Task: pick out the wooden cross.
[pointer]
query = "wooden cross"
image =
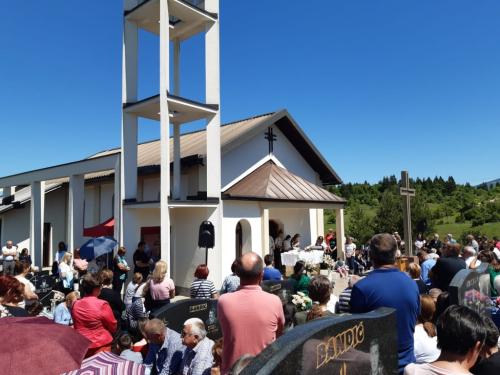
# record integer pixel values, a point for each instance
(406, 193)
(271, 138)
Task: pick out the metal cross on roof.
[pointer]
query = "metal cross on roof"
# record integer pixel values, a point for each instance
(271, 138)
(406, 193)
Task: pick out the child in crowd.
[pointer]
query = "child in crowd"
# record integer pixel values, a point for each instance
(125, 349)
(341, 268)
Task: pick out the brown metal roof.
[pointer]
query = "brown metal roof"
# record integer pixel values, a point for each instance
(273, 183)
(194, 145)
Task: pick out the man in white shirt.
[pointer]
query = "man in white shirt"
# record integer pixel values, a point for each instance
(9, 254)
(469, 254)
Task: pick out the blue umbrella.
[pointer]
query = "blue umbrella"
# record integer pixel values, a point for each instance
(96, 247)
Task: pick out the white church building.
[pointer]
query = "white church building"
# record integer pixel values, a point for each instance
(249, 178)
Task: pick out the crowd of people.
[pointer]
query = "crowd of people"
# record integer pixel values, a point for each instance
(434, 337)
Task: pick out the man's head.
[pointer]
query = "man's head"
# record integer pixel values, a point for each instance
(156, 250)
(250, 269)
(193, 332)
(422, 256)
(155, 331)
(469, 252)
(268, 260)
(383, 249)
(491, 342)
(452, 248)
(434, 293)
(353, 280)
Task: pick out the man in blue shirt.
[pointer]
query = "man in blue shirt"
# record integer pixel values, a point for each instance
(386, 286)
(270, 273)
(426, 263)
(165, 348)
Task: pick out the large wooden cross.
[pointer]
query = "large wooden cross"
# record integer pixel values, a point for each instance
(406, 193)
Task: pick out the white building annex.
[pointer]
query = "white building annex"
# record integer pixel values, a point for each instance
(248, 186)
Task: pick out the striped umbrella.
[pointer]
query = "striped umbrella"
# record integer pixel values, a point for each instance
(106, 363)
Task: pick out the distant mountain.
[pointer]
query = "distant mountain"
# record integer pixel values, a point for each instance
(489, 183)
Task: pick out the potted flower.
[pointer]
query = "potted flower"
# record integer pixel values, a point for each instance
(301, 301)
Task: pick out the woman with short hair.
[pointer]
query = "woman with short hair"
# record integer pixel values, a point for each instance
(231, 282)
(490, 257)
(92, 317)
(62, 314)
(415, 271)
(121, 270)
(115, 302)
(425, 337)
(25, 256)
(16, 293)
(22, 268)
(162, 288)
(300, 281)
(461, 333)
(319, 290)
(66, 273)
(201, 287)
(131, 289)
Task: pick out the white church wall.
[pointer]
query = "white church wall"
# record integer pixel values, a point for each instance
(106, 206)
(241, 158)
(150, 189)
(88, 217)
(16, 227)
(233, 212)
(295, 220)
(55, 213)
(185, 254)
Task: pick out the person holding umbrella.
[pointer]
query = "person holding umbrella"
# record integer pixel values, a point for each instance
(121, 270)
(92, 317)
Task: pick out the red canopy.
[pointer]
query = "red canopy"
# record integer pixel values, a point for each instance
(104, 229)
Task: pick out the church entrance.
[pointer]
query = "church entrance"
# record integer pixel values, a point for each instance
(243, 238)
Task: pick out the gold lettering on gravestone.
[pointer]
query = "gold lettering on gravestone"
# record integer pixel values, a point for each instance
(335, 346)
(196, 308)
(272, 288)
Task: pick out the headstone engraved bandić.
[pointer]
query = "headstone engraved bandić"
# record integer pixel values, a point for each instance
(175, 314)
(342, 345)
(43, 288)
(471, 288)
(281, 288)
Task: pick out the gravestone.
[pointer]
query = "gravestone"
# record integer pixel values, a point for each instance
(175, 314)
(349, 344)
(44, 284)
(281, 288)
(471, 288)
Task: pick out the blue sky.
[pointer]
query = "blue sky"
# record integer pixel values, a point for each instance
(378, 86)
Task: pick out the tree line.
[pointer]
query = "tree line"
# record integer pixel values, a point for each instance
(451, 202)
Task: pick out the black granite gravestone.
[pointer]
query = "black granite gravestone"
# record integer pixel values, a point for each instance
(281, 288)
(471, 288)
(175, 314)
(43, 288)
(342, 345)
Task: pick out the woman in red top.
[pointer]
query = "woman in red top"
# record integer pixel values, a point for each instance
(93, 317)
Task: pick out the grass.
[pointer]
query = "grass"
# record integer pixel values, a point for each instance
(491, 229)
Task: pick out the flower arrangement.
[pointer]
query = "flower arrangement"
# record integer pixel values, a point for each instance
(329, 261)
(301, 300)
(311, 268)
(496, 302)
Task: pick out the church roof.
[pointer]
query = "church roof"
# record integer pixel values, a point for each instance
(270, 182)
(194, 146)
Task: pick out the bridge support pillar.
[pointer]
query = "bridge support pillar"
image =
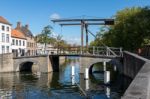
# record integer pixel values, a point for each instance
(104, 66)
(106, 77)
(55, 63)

━━━━━━━━

What you should do: Filter the records above and copy every line that contains the word "holding".

Result for this exercise:
Task: pick out the person holding umbrella.
query = "person holding umbrella"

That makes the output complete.